• [EXTRACT]:
— begin —
Sunday, October 14, 2012

Odyssey Over the Andes

Route Over Andes


Condors

View From Cacique Inacayal Hotel


 

Jan. 14, 2009-By Land and Lake


Clarification about the defibrilator. Tom from Texas has an internal (not external) one and was concerned about airport security since he can't be wanded.

Lots of us had trouble sleeping last night. The streets were noisier and I resorted to earplugs. I dreamed I smelled coffee as I slept. It's smoke. The Andes are burning not far from us.

I had an advantage over David as far as protecting my belongings in the plastic trash bag in the suitcase. David unloaded his stuff onto the bed, put it into the bag, and crammed the bag into his duffel. He suggested I unpack, put the trash bag into the suitcase, then put the clothes into the bag. It was lots easier.

The first bus in our odyssey followed the shore of Lago Llanquihue to the town of Petrohue where we met the catamaran crossing Lago Todos los Santos. I slept until we stopped along the road at Rosales National Park to see Petrohue Falls cascading over lava rock and through the forest. It was the first of many times our bus drivers had to cross plank bridges. I can't imagine how much practice it took to aim those big tires at two boards overlaying and reinforcing an already rickety bridge. The crossing to Peulla was an interminable 1 1/2 hours. Although it was beautiful, there was a sameness to the scenery. There was a diversion while a man who lived on one of the islands rowed out to our boat to get some supplies and rowed home again. It's nothing if not remote.
— end —
• [PROVIDED DATA]:
— begin —
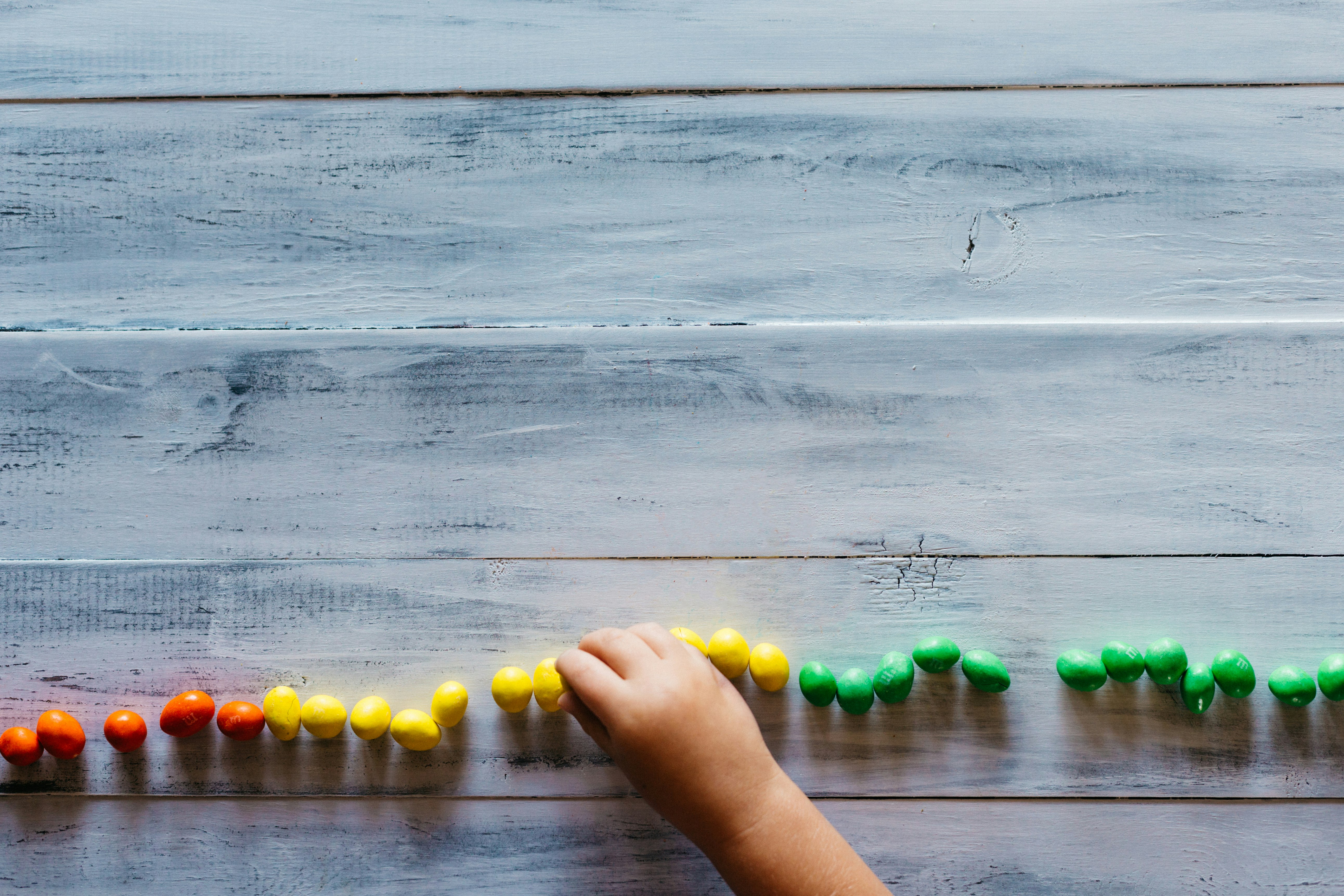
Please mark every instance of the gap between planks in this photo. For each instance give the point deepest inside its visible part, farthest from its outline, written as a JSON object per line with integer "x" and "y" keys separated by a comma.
{"x": 560, "y": 93}
{"x": 897, "y": 798}
{"x": 892, "y": 324}
{"x": 679, "y": 558}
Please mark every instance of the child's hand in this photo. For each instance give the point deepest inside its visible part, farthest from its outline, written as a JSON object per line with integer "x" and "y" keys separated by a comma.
{"x": 690, "y": 745}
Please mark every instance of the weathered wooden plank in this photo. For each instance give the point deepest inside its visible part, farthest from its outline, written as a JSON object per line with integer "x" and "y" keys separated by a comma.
{"x": 1080, "y": 206}
{"x": 92, "y": 639}
{"x": 673, "y": 443}
{"x": 620, "y": 847}
{"x": 150, "y": 48}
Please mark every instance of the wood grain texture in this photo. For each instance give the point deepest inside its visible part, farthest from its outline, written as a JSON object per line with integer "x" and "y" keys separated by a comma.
{"x": 151, "y": 48}
{"x": 92, "y": 639}
{"x": 620, "y": 847}
{"x": 1213, "y": 205}
{"x": 673, "y": 443}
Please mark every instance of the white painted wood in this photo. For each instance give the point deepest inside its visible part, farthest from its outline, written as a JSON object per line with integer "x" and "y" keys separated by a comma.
{"x": 151, "y": 48}
{"x": 673, "y": 443}
{"x": 1214, "y": 205}
{"x": 412, "y": 847}
{"x": 92, "y": 639}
— end —
• [TASK SET]:
[A] From the Andes travel journal, extract the passage from "The first bus in" up to and including "if not remote.", copied word for word.
[B] Extend the Andes travel journal by continuing on from its last sentence, "It's nothing if not remote."

• [ANSWERS TO THE TASKS]:
[A]
The first bus in our odyssey followed the shore of Lago Llanquihue to the town of Petrohue where we met the catamaran crossing Lago Todos los Santos. I slept until we stopped along the road at Rosales National Park to see Petrohue Falls cascading over lava rock and through the forest. It was the first of many times our bus drivers had to cross plank bridges. I can't imagine how much practice it took to aim those big tires at two boards overlaying and reinforcing an already rickety bridge. The crossing to Peulla was an interminable 1 1/2 hours. Although it was beautiful, there was a sameness to the scenery. There was a diversion while a man who lived on one of the islands rowed out to our boat to get some supplies and rowed home again. It's nothing if not remote.

[B]
We got off the boat in torrential rain and felt smug about our trash bag lined luggage. We hopped on a bus that carried us eight hundred yards to a small hotel where we ate lunch. The choice was pork or salmon. Poor David. Lunch was prolonged by our need to kill time to co-ordinate our next bus ride and the departure of our next boat. But our on again off again plight was complicated by border crossings. We got off the after-lunch bus at Chilean immigration, had our passports stamped, re-boarded and continued over the 3,000 foot high Andes. Several took dramamine in preparation for the winding, bumpy, gravel and dirt "road." David took one and I didn't. Even Fernando gets motion sickness on that road and uses a patch instead of a pill. The trip was seventeen miles long and took about forty-five minutes. It would have taken 1 1/2 hours but the sun had come out and we made good time as we cruised between enormous ancient trees and ferns. The down side was we couldn't see anything but the huge vegetation. The rain forests here are unique in that they manage to flourish and survive the brutal winters. David and I slept.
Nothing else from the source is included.